Mezzanine financing is a hybrid of debt and equity financing. It's often used to finance expansion of existing companies and has certain advantages: The debt is subordinated to other debt - such as loans provided by banks or venture capitalists. Funds are treated like equity on a company's balance sheet, and this may make it easier to obtain standard bank financing or venture capital. Also, approval is often relatively quick compared to banks.

On the downside, mezzanine financing usually gives the lender the right to convert to an ownership or equity interest in the company if the loan is not paid back on time and in full. Annual percentage rates usually range from 20% to 30%.

Borrowing against residuals

ISOs often think of selling residuals when seeking cash to fuel growth, but borrowing against residuals might be a smarter way to go.

"A lot of people don't even know that they have the option of borrowing against their residuals," Putnam said. "It's a way to monetize their portfolio without selling it off. It has always been difficult to convert this value into cash that can be used to fuel growth. And selling off and shrinking the business in order to grow the business seems counterproductive.

"The ISO does not have to dilute his ownership to get working capital. Nor does he have to sell off his portfolio in order to grow his portfolio - which is very costly. The ISO is able to obtain growth funding while keeping 100% of his residual portfolio intact. By borrowing against residuals ... once the debt is paid off, you own your stream free and clear - and you own the growth that has occurred."

Anna Solomon of Fast Transact said her company sought financing from a small local bank and got it. Fast Transact paid its loans on time, but the bank was unable to issue enough debt to cover Fast Transact's needs. So the company turned to Resource Finance.

"While I would not normally go after such high-interest debt financing, it solved our immediate growth problems," Solomon said. "Now that our profitability is paying for the loans, and keeping us cash-flow positive, we will probably not need this type of financing in the future. ... I don't have any regrets." It's the easiest way to get financing over $50,000 in a pinch, she added.

Referring expression pointing data:
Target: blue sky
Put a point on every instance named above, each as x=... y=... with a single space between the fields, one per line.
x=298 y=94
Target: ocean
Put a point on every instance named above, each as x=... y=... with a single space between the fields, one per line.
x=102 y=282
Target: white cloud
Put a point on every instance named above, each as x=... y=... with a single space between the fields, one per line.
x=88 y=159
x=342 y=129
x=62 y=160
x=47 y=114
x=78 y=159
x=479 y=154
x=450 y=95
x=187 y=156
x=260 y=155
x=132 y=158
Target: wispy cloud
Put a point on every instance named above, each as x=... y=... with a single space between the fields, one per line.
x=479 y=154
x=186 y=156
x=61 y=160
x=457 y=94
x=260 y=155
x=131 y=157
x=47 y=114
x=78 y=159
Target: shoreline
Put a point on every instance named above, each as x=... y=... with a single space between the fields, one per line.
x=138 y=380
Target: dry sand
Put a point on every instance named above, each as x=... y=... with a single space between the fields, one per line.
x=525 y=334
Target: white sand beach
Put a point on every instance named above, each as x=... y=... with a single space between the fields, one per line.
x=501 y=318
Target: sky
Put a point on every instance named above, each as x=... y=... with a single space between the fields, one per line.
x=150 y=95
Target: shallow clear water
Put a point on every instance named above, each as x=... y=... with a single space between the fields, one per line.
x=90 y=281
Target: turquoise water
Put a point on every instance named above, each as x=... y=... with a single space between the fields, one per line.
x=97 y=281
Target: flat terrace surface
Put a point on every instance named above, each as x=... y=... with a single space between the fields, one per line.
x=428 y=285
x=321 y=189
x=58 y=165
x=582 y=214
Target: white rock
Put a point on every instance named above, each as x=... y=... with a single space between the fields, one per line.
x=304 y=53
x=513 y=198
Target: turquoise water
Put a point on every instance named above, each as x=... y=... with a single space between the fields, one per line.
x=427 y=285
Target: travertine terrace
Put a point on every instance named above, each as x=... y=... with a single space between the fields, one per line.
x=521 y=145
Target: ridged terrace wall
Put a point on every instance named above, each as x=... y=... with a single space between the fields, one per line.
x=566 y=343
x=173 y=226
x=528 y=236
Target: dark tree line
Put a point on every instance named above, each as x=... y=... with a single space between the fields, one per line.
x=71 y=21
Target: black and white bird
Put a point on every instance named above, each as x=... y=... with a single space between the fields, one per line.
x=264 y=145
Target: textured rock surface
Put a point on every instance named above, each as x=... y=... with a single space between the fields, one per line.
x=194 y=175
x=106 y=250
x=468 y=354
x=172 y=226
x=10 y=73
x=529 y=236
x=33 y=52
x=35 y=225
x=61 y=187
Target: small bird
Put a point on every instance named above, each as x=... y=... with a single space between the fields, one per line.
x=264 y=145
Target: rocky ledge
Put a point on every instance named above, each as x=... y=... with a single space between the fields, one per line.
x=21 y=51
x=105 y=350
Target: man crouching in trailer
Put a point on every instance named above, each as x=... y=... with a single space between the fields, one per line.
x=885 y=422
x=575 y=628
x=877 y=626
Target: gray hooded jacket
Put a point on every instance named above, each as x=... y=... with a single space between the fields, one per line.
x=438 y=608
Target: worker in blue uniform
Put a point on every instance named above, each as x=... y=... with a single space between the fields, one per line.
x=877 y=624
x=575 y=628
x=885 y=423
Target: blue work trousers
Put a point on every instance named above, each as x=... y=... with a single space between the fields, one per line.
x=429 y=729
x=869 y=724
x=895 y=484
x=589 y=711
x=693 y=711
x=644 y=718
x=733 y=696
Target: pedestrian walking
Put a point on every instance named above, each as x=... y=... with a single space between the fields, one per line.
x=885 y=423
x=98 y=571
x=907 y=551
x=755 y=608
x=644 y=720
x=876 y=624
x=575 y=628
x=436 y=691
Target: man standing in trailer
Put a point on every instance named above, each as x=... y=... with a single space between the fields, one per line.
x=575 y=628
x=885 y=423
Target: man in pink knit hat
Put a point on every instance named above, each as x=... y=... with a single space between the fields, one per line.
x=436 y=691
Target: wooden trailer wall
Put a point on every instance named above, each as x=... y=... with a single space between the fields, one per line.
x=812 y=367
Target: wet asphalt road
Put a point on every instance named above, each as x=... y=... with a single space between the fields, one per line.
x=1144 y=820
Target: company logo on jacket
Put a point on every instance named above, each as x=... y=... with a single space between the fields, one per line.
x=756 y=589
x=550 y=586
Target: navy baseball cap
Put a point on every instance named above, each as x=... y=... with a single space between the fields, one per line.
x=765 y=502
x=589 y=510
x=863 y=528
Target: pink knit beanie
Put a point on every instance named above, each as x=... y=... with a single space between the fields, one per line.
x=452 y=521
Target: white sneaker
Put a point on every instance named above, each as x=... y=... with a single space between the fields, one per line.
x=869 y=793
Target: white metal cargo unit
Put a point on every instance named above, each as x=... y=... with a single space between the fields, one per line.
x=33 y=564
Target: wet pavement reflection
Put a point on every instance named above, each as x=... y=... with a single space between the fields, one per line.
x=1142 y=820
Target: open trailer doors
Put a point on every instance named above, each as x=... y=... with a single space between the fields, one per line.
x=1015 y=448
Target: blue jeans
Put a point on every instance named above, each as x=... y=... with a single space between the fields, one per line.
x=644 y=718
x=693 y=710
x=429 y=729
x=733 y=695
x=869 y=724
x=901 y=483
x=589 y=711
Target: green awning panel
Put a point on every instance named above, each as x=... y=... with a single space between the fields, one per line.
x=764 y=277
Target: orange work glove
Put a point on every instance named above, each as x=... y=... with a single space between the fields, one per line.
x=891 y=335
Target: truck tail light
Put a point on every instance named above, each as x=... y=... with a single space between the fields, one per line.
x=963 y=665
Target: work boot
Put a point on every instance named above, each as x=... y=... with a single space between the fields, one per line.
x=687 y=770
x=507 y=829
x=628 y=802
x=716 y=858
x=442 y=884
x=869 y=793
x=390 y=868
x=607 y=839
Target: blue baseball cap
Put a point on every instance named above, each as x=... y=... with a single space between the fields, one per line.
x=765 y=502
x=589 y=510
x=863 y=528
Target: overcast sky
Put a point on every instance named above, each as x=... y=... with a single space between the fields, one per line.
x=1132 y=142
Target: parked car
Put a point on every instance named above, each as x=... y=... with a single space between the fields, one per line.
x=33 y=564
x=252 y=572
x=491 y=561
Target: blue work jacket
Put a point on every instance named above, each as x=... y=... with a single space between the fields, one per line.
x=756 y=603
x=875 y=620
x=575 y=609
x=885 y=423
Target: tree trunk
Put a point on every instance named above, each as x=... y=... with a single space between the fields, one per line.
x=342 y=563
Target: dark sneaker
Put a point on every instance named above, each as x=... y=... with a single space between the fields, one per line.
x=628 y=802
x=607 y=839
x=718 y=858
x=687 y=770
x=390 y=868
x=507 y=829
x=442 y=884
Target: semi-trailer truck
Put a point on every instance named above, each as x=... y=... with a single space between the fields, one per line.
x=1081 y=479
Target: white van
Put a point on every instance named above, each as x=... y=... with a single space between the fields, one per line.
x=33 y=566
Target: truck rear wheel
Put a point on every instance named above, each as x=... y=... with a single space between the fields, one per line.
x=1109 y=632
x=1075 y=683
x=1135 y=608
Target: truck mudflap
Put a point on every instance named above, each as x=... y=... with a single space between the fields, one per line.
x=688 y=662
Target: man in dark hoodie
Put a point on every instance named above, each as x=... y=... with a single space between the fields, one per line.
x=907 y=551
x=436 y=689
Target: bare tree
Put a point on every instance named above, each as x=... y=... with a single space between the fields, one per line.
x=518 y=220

Exercise goal →
Pick up the article on ISO growth financing right after its final sentence and keep writing.

Task response →
In addition to financial institutions, some processors will make loans against residuals or even buy residual streams. "If that resource is available to an ISO, they should certainly look into it," Montgomery said. "They should consider all aspects of the deal, though. There is a certain loss of control. It may be difficult to change processors, for example, so you need to weigh the fact that you're putting all your eggs in one basket."

Selling residuals

Sometimes an ISO needs capital, but it can't assume its residual checks will continue in the same frequency and volume as in the past. Or, an ISO may just not want to commit to increased debt. For those situations, portfolio sales, in whole or in part, may be the best option.

An ISO's owner might want to leave the industry or retire, have an immediate financial need, such as medical bills, or want to diversify investments into another area. "We had one ISO recently that wanted to buy a building," Montgomery said. "Sometimes an ISO needs to get a balance sheet in order, for example, if they are trying to get a bank loan. Selling a piece of the portfolio is a quick, clean way to do that."

Speed is also an advantage: Only those who understand the industry buy portions of residual portfolios, so an ISO doesn't have to educate its potential financier. Calpian, for example, can have funding to an ISO within a week.

Additionally, for many entrepreneurs, control is a vital component of any deal. In many financing arrangements, an ISO must give up varying degrees of control of its business. Some ISOs resort to merging with larger acquirers. Companies like Calpian help ISOs stay in control, Montgomery said. "Our philosophy is that no one knows the ISO business better than the ISO."

Several viable financing options for growing ISOs exist. The more informed the ISO, the greater the odds it will secure the right loan to help it carve out a lucrative niche in today's competitive payments environment.